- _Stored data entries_
====

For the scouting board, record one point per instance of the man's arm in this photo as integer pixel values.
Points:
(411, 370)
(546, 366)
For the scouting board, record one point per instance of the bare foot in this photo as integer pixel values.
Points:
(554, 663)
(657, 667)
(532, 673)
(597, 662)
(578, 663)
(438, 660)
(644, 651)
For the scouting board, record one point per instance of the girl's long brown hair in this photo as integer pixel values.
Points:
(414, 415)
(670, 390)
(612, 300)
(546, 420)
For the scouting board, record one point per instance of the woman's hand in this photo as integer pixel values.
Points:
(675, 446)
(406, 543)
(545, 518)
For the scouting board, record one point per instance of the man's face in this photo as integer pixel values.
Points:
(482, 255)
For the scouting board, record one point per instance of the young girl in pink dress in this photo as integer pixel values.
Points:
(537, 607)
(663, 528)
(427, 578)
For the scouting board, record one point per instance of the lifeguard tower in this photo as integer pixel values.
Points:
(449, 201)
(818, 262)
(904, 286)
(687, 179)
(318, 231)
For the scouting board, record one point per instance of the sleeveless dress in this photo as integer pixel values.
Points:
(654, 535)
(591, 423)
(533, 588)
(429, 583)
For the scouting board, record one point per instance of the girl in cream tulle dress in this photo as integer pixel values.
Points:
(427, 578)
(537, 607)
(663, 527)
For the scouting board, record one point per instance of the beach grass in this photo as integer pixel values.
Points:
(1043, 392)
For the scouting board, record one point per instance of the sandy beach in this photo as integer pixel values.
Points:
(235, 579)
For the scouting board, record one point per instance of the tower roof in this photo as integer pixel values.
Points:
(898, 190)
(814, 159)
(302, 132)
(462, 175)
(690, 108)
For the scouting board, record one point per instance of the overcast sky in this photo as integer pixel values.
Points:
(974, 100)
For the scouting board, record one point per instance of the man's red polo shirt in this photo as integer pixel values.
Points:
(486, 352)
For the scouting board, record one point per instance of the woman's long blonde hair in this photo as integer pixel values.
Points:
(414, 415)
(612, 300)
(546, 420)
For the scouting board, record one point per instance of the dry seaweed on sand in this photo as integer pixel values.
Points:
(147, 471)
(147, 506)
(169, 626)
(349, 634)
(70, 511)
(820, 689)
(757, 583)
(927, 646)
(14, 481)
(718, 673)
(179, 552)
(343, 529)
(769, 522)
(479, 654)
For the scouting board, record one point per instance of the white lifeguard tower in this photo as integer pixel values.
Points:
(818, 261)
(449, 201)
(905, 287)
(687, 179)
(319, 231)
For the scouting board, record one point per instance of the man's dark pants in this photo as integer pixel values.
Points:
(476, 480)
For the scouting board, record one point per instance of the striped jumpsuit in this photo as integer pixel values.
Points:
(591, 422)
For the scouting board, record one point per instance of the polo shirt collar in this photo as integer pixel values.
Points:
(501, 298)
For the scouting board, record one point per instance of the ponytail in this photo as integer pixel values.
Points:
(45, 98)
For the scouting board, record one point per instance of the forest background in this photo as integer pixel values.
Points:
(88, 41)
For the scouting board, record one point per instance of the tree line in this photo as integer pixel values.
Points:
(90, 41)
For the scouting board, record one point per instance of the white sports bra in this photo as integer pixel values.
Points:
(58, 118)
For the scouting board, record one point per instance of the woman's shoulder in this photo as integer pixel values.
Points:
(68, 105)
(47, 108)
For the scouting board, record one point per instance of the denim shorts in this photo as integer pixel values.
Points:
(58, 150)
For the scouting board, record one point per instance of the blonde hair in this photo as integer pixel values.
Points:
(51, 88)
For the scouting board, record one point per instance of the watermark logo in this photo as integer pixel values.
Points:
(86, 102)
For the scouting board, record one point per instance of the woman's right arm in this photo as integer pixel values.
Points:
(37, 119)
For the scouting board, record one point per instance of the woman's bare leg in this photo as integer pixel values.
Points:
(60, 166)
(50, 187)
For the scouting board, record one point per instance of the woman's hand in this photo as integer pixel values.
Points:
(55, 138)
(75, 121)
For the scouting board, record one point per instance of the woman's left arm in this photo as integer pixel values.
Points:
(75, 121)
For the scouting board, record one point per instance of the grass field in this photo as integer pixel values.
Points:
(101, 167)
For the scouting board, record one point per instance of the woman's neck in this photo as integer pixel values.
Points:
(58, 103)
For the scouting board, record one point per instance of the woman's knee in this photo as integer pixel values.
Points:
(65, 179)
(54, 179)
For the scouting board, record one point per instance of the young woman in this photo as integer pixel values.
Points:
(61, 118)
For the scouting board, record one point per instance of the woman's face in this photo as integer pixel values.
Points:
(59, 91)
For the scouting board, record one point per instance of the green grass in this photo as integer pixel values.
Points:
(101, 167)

====

- _What the exercise asks_
All lines above that contain "long" are required in the answer.

- _Solution to the problem_
For the scouting board, record one point per instance of the girl's long brown hair in this photo as integer pixel values.
For the scouting board, record one point per instance of the woman's long blonde hair in this photo as integer pixel values.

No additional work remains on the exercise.